ПОЛИТИК ОТ СПОРТА, СПОРТСМЕН ОТ ПОЛИТИКИ

Психолог он, конечно, великий. Лицо всегда спокойно, как у игрока в покер. Действия противника просчитывает, как шахматист — на несколько шагов вперед. Как теннисист, умеет подавать мягко, но точно в линию. Он делает крупные ставки, и чаще — выигрывает. Но проигрывать тоже случалось, и по-крупному... Он был на самом верху — в Кремле. Советником по спорту при президенте Ельцине. Многие тогда ненавидели его за “постоянный доступ к телу”. Потом он оказался в опале. Из ведущего спортивного деятеля превратился в одиозную фигуру, едва не лишился членства в МОК. Мало кто верил, что он снова поднимется. Но первая в истории победа россиян в Кубке Дэвиса — согласитесь, красивое возвращение на пьедестал. Он шел к этому триумфу 28 лет своей тренерской карьеры. На кон было поставлено многое, если не все. Тарпищев понимал: сейчас или никогда. И накануне первого матча финала признался: “В моей жизни уже бывали осечки, и я знаю, как дорого они могут стоить…”

Основной инстинкт

— Что если бы вы проиграли?

— Меня бы “похоронили”... — он посмотрел на меня в упор и улыбнулся. — Удержать Кубок в следующем году шансов нет. Неудачный расклад.

— Вы высоко поднимались и больно падали. Тяжело сохранять лицо, живя в тени?

— Относительно легко. Я никогда не держался за должности. Уходить было не жалко, а обидно — из-за несправедливости.

Сейчас вспоминаю, как появился в Кремле в 94-м, после четвертой операции на ахилле — в гипсе, на костылях. Представляешь? Передвигаться почти не мог. Жизнь, правда, вел бурную. Каждый день 20 встреч, 50 звонков...

— Правда, что два года вы жили фактически в изгнании — ездили по зарубежным турнирам, в то время как на вас в буквальном смысле охотились и люди даже боялись покупать дачу рядом с вашим участком?

— Правда. Я многим мешал. Ельцин звал меня в Кремль дважды, я отказывался. Принципиально не хотел в политику. Согласился, только когда президент пообещал “постоянный доступ к телу”. Этим и нажил себе кучу “друзей”, которые боялись, как бы я не сказал лишнего, и мечтали от меня избавиться. А когда Ельцин лежал с инфарктом (тогда его активно оберегали от внешнего общения), на меня грамотно свалили пропажу денег, якобы загадочно исчезнувших из Национального фонда спорта...

— Так ведь вас на тот момент в фонде уже давно не было?

— Неважно, создавал-то его я.

— Скажите, если вас реально хотели убрать, почему не сделали этого? За два года можно любого человека достать...

— Бог помогал, я ведь был прав. Я всегда опережал врагов на несколько шагов.

— Инстинкт самосохранения?

— В детстве я много дрался. Был не слишком сильный, но очень верткий. И очень худой — в любую дырку в заборе мог просочиться.

○ ○ ○ ○ ○ ○ ○

→ **ЗАДАНИЯ**:
1 > Верните из интервью с Тарпищевым точный фрагмент, начиная со слов «Основной инстинкт» и продолжая до слов «обидно — из-за несправедливости.» включительно.
2 > Напишите следующую часть интервью с Тарпищевым, начав сразу после последней приведённой реплики.
Приведённые далее позиции с интервью никак не связаны и в работе не используются.

Записи для разметки местоположений:
○ ○ ○ ○ ○ ○ ○

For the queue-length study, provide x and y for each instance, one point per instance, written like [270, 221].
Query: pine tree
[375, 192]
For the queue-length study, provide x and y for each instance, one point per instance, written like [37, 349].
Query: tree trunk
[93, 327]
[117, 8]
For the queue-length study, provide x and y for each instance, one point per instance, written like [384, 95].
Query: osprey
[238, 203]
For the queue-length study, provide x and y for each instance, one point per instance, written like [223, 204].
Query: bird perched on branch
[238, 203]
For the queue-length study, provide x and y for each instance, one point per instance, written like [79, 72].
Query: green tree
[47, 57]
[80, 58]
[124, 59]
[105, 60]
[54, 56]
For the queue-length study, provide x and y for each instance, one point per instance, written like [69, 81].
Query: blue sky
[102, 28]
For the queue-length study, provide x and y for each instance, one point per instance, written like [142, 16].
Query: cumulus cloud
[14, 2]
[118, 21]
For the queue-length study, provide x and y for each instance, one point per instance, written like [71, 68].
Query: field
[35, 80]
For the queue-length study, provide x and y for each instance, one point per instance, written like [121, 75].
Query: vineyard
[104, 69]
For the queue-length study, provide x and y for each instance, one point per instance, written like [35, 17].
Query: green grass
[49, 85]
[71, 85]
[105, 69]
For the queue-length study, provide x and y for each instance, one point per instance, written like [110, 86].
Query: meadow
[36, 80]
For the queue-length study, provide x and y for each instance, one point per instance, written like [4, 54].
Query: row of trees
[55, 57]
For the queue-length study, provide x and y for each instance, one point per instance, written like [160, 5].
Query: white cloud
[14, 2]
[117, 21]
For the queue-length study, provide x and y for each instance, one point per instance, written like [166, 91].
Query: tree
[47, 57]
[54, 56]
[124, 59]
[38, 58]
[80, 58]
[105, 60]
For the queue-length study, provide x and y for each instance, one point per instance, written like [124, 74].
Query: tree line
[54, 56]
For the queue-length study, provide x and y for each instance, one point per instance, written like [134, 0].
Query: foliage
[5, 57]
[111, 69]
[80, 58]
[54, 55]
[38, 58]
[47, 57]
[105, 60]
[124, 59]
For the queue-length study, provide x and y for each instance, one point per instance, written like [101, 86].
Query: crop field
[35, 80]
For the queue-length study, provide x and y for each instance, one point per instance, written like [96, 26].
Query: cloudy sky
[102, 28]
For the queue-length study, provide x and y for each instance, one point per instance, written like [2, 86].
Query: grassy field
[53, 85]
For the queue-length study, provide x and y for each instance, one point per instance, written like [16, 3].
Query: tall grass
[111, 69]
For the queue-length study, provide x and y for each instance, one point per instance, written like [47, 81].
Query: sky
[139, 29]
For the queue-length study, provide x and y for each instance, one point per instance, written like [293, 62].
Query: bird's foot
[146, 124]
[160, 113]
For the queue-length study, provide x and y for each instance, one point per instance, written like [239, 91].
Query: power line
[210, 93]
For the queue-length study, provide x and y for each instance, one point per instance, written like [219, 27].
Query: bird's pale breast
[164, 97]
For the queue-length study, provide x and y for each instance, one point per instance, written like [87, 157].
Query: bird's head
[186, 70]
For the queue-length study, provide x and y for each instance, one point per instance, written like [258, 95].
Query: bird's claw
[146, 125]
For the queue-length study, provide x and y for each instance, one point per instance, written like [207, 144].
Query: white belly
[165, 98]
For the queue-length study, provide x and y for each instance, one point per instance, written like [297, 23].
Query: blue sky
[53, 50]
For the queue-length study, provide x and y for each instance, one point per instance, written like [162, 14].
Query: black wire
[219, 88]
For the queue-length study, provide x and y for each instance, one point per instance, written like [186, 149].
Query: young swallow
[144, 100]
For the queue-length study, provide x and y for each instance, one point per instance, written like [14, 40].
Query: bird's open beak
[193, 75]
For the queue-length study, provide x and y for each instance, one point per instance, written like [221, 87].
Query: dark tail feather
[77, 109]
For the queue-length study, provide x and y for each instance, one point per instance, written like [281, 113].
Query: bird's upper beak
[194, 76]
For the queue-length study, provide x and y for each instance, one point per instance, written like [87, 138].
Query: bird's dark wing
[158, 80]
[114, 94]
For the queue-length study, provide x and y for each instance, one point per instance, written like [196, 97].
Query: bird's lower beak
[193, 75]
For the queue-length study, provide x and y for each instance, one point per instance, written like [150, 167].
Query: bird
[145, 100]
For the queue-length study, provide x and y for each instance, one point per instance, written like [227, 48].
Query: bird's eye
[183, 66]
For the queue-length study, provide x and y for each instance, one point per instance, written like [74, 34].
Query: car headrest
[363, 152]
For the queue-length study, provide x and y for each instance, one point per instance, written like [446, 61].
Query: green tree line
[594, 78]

○ ○ ○ ○ ○ ○ ○

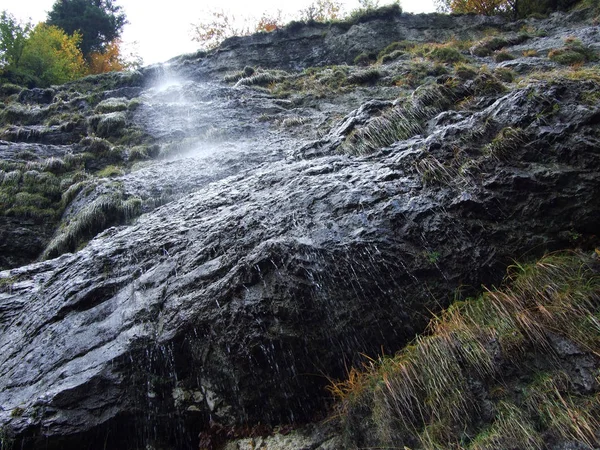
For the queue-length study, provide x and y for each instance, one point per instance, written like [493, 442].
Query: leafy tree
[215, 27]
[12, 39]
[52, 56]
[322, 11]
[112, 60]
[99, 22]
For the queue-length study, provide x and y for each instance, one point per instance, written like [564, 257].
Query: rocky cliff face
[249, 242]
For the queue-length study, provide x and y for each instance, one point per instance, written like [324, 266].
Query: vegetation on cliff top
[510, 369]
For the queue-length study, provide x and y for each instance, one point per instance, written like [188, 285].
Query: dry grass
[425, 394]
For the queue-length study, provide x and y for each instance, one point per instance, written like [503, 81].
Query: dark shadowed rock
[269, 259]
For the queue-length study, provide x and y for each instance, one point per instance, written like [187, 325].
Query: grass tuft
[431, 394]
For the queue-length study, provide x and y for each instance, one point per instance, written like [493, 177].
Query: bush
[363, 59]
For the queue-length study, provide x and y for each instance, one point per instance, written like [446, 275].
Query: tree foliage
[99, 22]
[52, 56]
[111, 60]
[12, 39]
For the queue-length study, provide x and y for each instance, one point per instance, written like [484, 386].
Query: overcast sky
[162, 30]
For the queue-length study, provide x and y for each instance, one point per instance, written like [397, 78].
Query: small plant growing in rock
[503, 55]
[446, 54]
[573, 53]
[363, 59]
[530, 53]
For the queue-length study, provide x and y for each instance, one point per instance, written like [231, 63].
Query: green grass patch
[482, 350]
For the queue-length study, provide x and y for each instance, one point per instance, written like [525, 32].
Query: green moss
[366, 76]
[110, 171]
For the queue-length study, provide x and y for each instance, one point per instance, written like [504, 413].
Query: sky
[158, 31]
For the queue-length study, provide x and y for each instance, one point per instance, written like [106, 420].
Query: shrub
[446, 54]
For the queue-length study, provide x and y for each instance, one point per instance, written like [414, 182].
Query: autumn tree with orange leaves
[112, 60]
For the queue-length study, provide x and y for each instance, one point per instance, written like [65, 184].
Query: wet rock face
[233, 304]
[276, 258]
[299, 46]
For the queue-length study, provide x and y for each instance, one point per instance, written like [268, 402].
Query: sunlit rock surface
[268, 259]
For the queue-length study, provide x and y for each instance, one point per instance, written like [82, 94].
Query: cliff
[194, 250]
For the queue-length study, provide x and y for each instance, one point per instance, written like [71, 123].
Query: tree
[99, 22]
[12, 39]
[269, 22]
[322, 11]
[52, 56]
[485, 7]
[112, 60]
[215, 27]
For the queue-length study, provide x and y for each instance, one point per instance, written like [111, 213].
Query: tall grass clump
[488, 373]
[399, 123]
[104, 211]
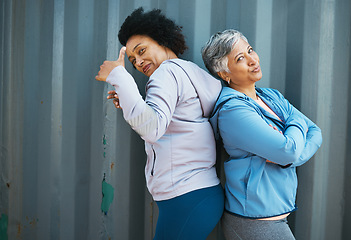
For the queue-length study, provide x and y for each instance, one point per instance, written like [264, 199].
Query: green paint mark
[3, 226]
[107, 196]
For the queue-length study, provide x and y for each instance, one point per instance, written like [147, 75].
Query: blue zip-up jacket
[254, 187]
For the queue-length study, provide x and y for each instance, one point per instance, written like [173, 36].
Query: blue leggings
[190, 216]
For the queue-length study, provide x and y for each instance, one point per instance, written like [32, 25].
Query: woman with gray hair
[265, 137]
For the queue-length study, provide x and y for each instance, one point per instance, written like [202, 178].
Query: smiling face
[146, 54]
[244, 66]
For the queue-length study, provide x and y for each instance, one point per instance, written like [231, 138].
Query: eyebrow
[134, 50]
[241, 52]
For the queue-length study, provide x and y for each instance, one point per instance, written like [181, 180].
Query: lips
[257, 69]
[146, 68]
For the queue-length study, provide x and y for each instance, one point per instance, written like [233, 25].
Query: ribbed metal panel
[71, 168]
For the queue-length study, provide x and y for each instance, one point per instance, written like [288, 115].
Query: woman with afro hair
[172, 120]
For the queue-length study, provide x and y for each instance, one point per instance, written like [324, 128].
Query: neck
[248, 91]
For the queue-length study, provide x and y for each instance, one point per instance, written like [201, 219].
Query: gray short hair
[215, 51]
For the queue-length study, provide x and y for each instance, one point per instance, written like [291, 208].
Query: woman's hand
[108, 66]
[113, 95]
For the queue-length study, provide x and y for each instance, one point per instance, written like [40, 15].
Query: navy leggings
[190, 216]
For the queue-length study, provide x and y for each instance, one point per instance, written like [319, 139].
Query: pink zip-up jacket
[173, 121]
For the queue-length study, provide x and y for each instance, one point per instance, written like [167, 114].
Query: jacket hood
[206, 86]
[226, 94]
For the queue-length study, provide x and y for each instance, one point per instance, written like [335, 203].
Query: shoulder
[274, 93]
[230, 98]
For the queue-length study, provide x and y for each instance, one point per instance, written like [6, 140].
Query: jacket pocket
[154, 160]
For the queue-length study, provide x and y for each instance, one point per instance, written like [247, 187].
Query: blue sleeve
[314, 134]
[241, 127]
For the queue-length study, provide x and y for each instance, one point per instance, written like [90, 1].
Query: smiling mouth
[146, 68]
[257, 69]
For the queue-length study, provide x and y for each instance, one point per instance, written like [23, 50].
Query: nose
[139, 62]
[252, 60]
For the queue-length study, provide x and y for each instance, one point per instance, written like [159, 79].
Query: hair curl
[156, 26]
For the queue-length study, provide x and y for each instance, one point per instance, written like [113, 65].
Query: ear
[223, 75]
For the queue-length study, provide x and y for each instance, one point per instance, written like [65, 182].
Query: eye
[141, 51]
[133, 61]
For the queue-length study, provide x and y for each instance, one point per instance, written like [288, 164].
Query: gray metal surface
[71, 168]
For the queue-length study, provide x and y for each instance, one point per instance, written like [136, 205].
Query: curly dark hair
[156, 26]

○ ○ ○ ○ ○ ○ ○

→ **ОТВЕТЫ К УПРАЖНЕНИЮ**:
1 >
Основной инстинкт

— Что если бы вы проиграли?

— Меня бы “похоронили”... — он посмотрел на меня в упор и улыбнулся. — Удержать Кубок в следующем году шансов нет. Неудачный расклад.

— Вы высоко поднимались и больно падали. Тяжело сохранять лицо, живя в тени?

— Относительно легко. Я никогда не держался за должности. Уходить было не жалко, а обидно — из-за несправедливости.

2 >
—Как тот политик: “Мне зонтика не надо, пройду между струй”?

— Может быть. А по поводу инстинкта — помню, мне был 21 год. Приехали с командой в Тбилиси, на чемпионат СССР. И у кого-то из наших украли куртку. Я погнался за вором, а он полоснул меня ножом. Рубашку порвал, а живота даже не коснулся — у меня реакция хорошая, увернулся. В тот же день я уехал из гостиницы, где мы жили. Чутье подсказало. И точно: вечером местная шпана пришла туда — меня добивать...

— Вам никогда не было страшно, что интуиция обманет и не успеете вовремя скрыться?

— Скрываться не в моем характере. Говорю же: я как шахматист. Умею просчитывать ходы. Но не буду лукавить — состояние не из приятных.

Назад в будущее

С Ельциным Шамиль Тарпищев познакомился на пляже, невзначай.

— Мы в футбол играли. Потом, для разнообразия, я предложил партиечку в теннис. Борис Николаевич, нахмурившись, проворчал: “Я же не умею...” Но, подумав, согласился.

— И вы сразу проиграли — из дипломатических соображений?

— Так мы в паре играли. Против старшего тренера сборной Леонюка и артиста Михаила Задорнова.

— Ельцин сразу согласился стать в пару именно с вами?

— Он знал, что я — профессионал. А значит, не было риска проиграть. С его-то мощной подачей волейболиста!

Оказалось, раньше Борис Николаевич в паре не играл, но ему понравилось. Нагрузки меньше, разрядки больше, и надежность партнера неплохо проверяется. Вскоре эти матчи вошли у Ельцина в привычку, он заметно приблизил к себе Тарпищева и сделал ему предложение: “Ты много говорил о спорте. Теперь у тебя есть шанс сделать не так, как было, а так, как надо...”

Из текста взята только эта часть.